*MATERIAL SHOWN*

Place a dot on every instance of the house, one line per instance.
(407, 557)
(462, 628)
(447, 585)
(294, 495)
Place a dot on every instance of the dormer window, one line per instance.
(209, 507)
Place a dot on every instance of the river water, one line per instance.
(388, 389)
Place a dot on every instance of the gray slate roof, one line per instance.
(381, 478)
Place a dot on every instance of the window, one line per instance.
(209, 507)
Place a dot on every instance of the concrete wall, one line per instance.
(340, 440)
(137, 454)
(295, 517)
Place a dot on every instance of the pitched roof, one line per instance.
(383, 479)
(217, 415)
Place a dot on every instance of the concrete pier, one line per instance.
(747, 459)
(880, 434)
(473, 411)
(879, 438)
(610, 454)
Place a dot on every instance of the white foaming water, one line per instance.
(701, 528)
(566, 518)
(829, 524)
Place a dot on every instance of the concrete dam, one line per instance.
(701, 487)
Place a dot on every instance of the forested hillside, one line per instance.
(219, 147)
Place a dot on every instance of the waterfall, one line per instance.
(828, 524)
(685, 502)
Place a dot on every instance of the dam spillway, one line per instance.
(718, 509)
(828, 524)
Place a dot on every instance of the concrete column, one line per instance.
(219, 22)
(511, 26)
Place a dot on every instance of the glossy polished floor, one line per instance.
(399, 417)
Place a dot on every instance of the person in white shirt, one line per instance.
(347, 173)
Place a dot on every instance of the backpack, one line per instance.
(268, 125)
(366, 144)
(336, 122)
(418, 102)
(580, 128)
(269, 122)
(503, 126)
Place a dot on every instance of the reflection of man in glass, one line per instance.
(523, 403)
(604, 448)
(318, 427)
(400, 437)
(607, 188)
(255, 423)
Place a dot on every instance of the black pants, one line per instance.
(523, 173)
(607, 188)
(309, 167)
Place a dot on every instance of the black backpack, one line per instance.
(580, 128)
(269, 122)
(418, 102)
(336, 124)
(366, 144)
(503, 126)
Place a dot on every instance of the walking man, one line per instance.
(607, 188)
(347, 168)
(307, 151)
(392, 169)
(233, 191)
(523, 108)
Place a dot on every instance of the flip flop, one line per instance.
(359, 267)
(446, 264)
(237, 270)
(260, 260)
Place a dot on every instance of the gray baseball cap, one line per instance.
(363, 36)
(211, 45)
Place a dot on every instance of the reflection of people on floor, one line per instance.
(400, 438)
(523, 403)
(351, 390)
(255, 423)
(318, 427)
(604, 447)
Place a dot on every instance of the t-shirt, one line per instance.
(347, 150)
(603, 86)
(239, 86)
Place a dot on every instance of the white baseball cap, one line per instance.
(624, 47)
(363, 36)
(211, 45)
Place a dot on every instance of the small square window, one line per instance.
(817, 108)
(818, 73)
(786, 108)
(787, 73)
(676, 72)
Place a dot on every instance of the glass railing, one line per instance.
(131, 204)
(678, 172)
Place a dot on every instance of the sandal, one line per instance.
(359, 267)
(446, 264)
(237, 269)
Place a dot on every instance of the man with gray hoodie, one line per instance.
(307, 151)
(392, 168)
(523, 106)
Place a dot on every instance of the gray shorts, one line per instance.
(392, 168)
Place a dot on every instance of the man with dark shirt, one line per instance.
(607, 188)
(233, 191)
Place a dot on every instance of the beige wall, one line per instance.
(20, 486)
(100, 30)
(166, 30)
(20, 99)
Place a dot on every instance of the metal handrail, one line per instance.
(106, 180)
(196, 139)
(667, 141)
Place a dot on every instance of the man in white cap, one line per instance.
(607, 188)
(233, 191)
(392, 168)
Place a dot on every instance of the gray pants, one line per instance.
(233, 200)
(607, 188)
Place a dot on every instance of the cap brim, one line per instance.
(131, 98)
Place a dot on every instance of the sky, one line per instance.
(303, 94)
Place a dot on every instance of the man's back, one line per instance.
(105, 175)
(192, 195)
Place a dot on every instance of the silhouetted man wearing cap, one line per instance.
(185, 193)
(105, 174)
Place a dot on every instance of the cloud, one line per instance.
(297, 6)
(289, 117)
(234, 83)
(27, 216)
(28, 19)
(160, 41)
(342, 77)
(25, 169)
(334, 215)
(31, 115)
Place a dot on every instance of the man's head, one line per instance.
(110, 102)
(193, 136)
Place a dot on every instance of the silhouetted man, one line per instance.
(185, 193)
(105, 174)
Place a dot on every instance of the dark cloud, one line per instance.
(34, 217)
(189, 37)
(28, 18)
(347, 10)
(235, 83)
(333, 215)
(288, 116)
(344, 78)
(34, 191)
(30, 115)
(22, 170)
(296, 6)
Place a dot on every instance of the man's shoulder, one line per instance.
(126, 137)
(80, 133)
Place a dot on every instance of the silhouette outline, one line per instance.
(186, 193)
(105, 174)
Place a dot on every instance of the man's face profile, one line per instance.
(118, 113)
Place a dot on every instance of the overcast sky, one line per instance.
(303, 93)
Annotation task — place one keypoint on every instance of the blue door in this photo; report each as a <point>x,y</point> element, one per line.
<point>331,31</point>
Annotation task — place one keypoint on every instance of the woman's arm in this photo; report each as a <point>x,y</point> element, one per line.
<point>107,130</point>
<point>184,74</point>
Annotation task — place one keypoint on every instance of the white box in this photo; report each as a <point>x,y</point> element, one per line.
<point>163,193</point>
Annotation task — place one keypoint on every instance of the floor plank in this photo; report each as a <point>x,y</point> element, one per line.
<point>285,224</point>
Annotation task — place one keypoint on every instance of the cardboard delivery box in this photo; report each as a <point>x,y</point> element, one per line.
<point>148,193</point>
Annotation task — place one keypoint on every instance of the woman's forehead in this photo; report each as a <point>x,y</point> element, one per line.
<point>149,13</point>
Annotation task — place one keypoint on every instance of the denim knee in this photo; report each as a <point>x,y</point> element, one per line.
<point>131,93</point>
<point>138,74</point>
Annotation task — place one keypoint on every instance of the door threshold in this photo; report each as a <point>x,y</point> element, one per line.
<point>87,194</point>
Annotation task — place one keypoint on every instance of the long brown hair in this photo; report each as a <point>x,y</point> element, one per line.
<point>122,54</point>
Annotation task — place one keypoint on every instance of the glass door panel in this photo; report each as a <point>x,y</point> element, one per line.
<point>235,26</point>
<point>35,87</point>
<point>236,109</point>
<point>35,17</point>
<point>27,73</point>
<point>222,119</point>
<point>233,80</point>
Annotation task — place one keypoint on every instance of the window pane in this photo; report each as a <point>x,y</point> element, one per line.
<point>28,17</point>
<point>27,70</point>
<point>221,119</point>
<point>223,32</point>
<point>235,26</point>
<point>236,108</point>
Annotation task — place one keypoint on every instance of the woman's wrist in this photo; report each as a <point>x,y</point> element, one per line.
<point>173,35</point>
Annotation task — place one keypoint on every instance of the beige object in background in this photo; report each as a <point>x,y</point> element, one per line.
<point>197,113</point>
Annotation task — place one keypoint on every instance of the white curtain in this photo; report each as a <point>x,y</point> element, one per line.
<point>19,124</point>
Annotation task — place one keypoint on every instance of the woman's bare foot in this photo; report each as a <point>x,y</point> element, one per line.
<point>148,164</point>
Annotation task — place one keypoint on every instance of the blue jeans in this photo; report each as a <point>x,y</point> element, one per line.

*PROBLEM TO SOLVE*
Each entry above is to be set down again in exactly the same words.

*RESPONSE TO THIS TASK*
Place a dot on every instance of the house, one line per instance.
(407, 557)
(462, 628)
(447, 585)
(294, 495)
Place a dot on every instance of the dormer window, one line per instance.
(209, 507)
Place a dot on every instance of the river water, one line per instance.
(388, 389)
Place a dot on every instance of the gray slate roof, one line per instance.
(381, 478)
Place a dot on every instance of the window, one line per instance.
(209, 507)
Place a dot on every instance of the concrete wall, one line per instance.
(340, 440)
(137, 454)
(295, 517)
Place a dot on every instance of the pitched roof, one line per instance.
(383, 479)
(217, 415)
Place a dot on every instance of the concrete pier, one line per instance.
(747, 459)
(880, 434)
(473, 411)
(879, 438)
(610, 454)
Place a dot on every instance of the white foaming water, one line per instance.
(701, 528)
(566, 518)
(829, 524)
Place a dot on every instance of the concrete dam, one line per instance.
(701, 487)
Place a dot on every instance of the forested hillside, one line per instance.
(219, 147)
Place a dot on every instance of the waterfall, one line per instance.
(828, 524)
(685, 502)
Place a dot on every instance of the dam spillway, one line per instance.
(718, 509)
(828, 524)
Place a dot on every instance of the concrete column, one line per instance.
(219, 22)
(511, 26)
Place a dot on every instance of the glossy polished floor, one line per instance.
(399, 417)
Place a dot on every instance of the person in white shirt, one line per instance.
(347, 173)
Place a dot on every instance of the backpack, one line per instance.
(268, 125)
(366, 144)
(336, 122)
(418, 102)
(580, 128)
(269, 122)
(503, 126)
Place a dot on every instance of the reflection of man in glass, one line per instance.
(523, 403)
(604, 448)
(318, 427)
(400, 437)
(607, 188)
(255, 423)
Place a dot on every instance of the black pants, one line per instance.
(523, 173)
(607, 188)
(309, 167)
Place a dot on every instance of the black backpack, one line per instance.
(580, 128)
(269, 122)
(418, 102)
(336, 124)
(366, 144)
(503, 126)
Place a dot on every instance of the walking man, one line per instance.
(607, 188)
(347, 168)
(307, 151)
(392, 169)
(233, 191)
(523, 108)
Place a dot on every instance of the flip flop, one line per instance.
(359, 267)
(446, 264)
(237, 270)
(260, 260)
Place a dot on every instance of the gray baseball cap, one line per instance.
(363, 36)
(211, 45)
Place a dot on every instance of the reflection of people on floor, one line per instance.
(400, 438)
(523, 403)
(351, 390)
(255, 423)
(318, 427)
(604, 447)
Place a dot on every instance of the t-shirt, one line per instance.
(347, 150)
(603, 86)
(239, 86)
Place a dot on every instance of the white baseball cap, one line per instance.
(624, 47)
(363, 36)
(211, 45)
Place a dot on every instance of the small square window, one line per instance.
(817, 108)
(818, 73)
(786, 108)
(787, 73)
(676, 72)
Place a dot on every instance of the glass railing, one line per instance.
(131, 204)
(678, 172)
Place a dot on every instance of the sandal, one line per instance.
(359, 267)
(446, 264)
(237, 269)
Place a dot on every instance of the man with gray hoodie, one line per instance.
(307, 151)
(392, 168)
(523, 106)
Place a dot on every instance of the gray shorts, one line per instance.
(392, 168)
Place a dot on every instance of the man with dark shirt, one line per instance.
(607, 188)
(233, 191)
Place a dot on every instance of the beige wall, one line per instance.
(20, 486)
(100, 30)
(166, 30)
(20, 99)
Place a dot on every instance of the metal handrail, one line per instance.
(106, 180)
(196, 139)
(667, 141)
Place a dot on every instance of the man in white cap, one line per instance.
(607, 188)
(233, 191)
(392, 168)
Place a dot on every instance of the gray pants, one line per instance.
(233, 200)
(607, 188)
Place a dot on every instance of the cap brim, one line per instance.
(131, 98)
Place a dot on every instance of the sky, one line per instance.
(303, 94)
Place a dot on every instance of the man's back, one line per instance.
(105, 175)
(192, 195)
Place a dot on every instance of the silhouetted man wearing cap, one line per instance.
(185, 193)
(105, 174)
Place a dot on every instance of the cloud, one line per instance.
(297, 6)
(289, 117)
(234, 83)
(27, 216)
(28, 19)
(160, 41)
(342, 77)
(25, 169)
(334, 215)
(31, 115)
Place a dot on every instance of the man's head, one line per instance.
(110, 102)
(193, 136)
Place a dot on every instance of the silhouetted man, one line per instance.
(185, 193)
(105, 174)
Place a dot on every instance of the dark cloud, one line per instance.
(34, 217)
(189, 37)
(28, 18)
(347, 10)
(235, 83)
(333, 215)
(288, 116)
(344, 78)
(34, 191)
(30, 115)
(22, 170)
(296, 6)
Place a dot on every instance of the man's shoulder, one line per instance.
(126, 137)
(80, 133)
Place a dot on every instance of the silhouette outline, one line per instance.
(186, 193)
(105, 174)
Place a dot on every instance of the man's face profile, one line per instance.
(118, 113)
Place a dot on every instance of the overcast sky, one line per instance.
(303, 93)
Annotation task — place one keypoint on every instance of the blue door in this photo; report each as a <point>x,y</point> element, one per line.
<point>331,31</point>
Annotation task — place one keypoint on every instance of the woman's arm in this photo; report each as a <point>x,y</point> element, one per line.
<point>107,130</point>
<point>184,74</point>
Annotation task — place one keypoint on every instance of the white box in this photo; report each as a <point>x,y</point> element, one per line.
<point>163,193</point>
Annotation task — place one keypoint on every instance of the floor plank in this photo; report each as a <point>x,y</point> element, one per line.
<point>285,224</point>
Annotation task — place one keypoint on every instance of the cardboard delivery box in this photo; report each as a <point>x,y</point> element, one per line.
<point>148,193</point>
Annotation task — place one keypoint on every instance of the woman's forehead in this photo; report each as a <point>x,y</point> element, one per line.
<point>149,13</point>
Annotation task — place one keypoint on every instance of the denim knee in this photo; report each as a <point>x,y</point> element, one per line.
<point>131,93</point>
<point>138,74</point>
Annotation task — place one keypoint on every instance of the door threshold in this photo; report each as a <point>x,y</point> element, one per line.
<point>87,194</point>
Annotation task — place one keypoint on every instance of the long brown hair in this photo; report each as a <point>x,y</point> element, one per line.
<point>122,54</point>
Annotation task — place one keypoint on every instance of the glass door panel in this photo; report each as a <point>x,y</point> element, one per line.
<point>235,26</point>
<point>35,87</point>
<point>236,109</point>
<point>35,17</point>
<point>27,73</point>
<point>222,119</point>
<point>233,80</point>
Annotation task — place one keypoint on every instance of the window pane in this photo; report each as a <point>x,y</point> element, one per line.
<point>28,17</point>
<point>27,70</point>
<point>221,119</point>
<point>223,32</point>
<point>235,26</point>
<point>236,108</point>
Annotation task — place one keypoint on every instance of the woman's wrist in this photo; report each as a <point>x,y</point> element, one per line.
<point>173,35</point>
Annotation task — place one keypoint on every instance of the beige object in background in this photo; report each as a <point>x,y</point> element, one per line.
<point>197,113</point>
Annotation task — place one keypoint on every instance of the white curtain in this photo; report each as a <point>x,y</point> element, one per line.
<point>19,124</point>
Annotation task — place one keypoint on every instance of the woman's bare foot in this photo; report each as a <point>x,y</point> element, one per line.
<point>148,164</point>
Annotation task — place one keypoint on every instance of the blue jeans in this photo; report each as a <point>x,y</point> element, one per line.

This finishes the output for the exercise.